» WHAT THIS TASK INVOLVES
Convert the lines of the listing below between the lines holding "Locate the shoreline;" and "pixel 453 62", inclusive, into a Markdown table with the columns Number and Line. Give each line its own row with a running row number, and skip any blank lines.

====

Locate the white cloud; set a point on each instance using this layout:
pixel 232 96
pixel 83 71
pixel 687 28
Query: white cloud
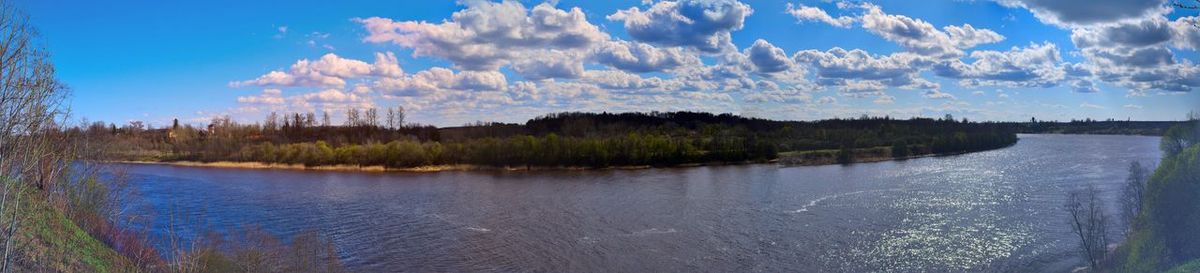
pixel 838 65
pixel 700 24
pixel 487 35
pixel 768 58
pixel 1037 65
pixel 885 99
pixel 1069 13
pixel 922 37
pixel 330 71
pixel 936 95
pixel 269 96
pixel 439 79
pixel 641 58
pixel 807 13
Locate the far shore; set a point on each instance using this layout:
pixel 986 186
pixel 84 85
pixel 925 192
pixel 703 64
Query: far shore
pixel 786 161
pixel 384 169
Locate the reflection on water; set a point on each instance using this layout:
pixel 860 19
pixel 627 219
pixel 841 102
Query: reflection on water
pixel 996 211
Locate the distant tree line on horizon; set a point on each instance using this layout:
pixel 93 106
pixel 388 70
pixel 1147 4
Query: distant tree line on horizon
pixel 1158 212
pixel 563 139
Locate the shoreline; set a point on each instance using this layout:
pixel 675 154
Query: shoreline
pixel 427 169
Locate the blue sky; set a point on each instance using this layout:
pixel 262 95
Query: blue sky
pixel 509 61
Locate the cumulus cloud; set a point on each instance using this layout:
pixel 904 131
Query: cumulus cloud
pixel 768 58
pixel 807 13
pixel 619 79
pixel 861 89
pixel 1090 105
pixel 487 35
pixel 1135 34
pixel 1037 65
pixel 641 58
pixel 936 95
pixel 837 65
pixel 1135 54
pixel 700 24
pixel 328 71
pixel 439 79
pixel 269 96
pixel 1069 13
pixel 552 64
pixel 922 37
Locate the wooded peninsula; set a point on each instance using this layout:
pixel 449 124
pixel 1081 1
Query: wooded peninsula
pixel 556 140
pixel 568 140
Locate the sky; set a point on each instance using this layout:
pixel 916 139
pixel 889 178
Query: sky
pixel 453 62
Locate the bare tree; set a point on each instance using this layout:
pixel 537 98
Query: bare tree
pixel 273 121
pixel 1188 5
pixel 1133 193
pixel 400 116
pixel 391 119
pixel 372 117
pixel 352 116
pixel 1090 223
pixel 30 107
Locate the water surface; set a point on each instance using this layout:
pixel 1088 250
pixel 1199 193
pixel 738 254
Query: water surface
pixel 995 211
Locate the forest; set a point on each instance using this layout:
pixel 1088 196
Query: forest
pixel 1161 212
pixel 557 140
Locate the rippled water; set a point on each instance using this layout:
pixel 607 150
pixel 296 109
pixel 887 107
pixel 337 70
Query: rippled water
pixel 996 211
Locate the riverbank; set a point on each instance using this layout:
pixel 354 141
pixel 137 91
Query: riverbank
pixel 798 158
pixel 415 169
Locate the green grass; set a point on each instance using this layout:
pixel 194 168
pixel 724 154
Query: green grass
pixel 1189 267
pixel 53 242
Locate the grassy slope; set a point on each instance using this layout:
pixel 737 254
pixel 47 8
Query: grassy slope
pixel 1189 267
pixel 54 243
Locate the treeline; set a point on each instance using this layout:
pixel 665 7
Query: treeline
pixel 1163 232
pixel 516 151
pixel 1089 126
pixel 565 139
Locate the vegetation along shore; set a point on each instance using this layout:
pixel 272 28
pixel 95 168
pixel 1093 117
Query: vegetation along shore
pixel 565 140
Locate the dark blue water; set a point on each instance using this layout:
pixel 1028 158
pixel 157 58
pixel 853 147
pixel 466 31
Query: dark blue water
pixel 996 211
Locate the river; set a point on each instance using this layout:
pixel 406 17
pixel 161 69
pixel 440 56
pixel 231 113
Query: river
pixel 994 211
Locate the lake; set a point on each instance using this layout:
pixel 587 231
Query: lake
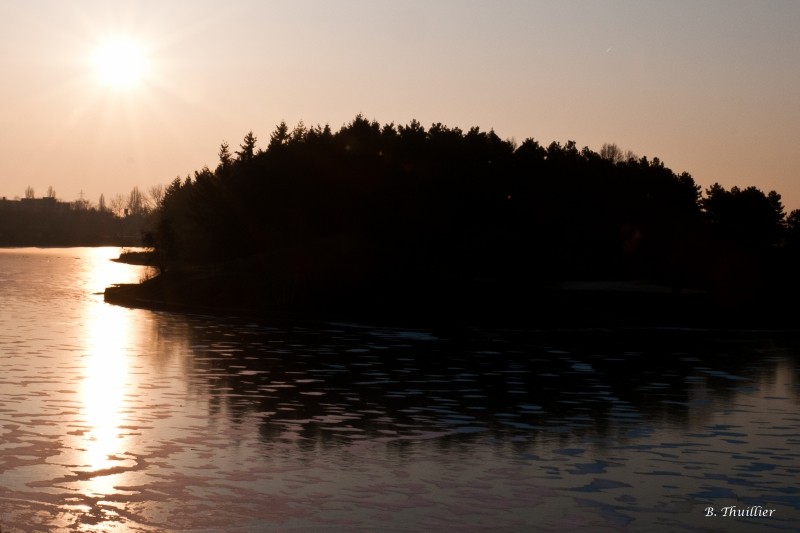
pixel 116 419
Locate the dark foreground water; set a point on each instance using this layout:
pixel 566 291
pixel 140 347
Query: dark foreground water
pixel 114 419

====

» RESPONSE TO THIS TASK
| Number | Line |
|---|---|
| 1 | Locate the shoreline; set a point on each instance using this layout: |
| 2 | pixel 675 154 |
| 3 | Query: shoreline |
| 4 | pixel 427 169 |
| 5 | Locate the blue sky; set a point on each instance using this layout: |
| 6 | pixel 262 95 |
| 7 | Query: blue sky |
| 8 | pixel 509 61 |
| 9 | Locate the cumulus cloud; set a point on each instance using this layout: |
| 10 | pixel 904 131 |
| 11 | Query: cumulus cloud |
| 12 | pixel 768 58 |
| 13 | pixel 807 13 |
| 14 | pixel 619 79 |
| 15 | pixel 861 89 |
| 16 | pixel 1090 105 |
| 17 | pixel 487 35 |
| 18 | pixel 1135 34 |
| 19 | pixel 1037 65 |
| 20 | pixel 641 58 |
| 21 | pixel 936 95 |
| 22 | pixel 837 65 |
| 23 | pixel 1135 54 |
| 24 | pixel 700 24 |
| 25 | pixel 328 71 |
| 26 | pixel 439 79 |
| 27 | pixel 269 96 |
| 28 | pixel 1069 13 |
| 29 | pixel 552 64 |
| 30 | pixel 922 37 |
| 31 | Locate the wooded peninsula; set a point on each instance using this layout: |
| 32 | pixel 449 124 |
| 33 | pixel 1081 1 |
| 34 | Query: wooded peninsula |
| 35 | pixel 556 140 |
| 36 | pixel 568 140 |
| 37 | Locate the sky; set a point on each instance using this layout: |
| 38 | pixel 916 139 |
| 39 | pixel 889 178 |
| 40 | Query: sky |
| 41 | pixel 453 62 |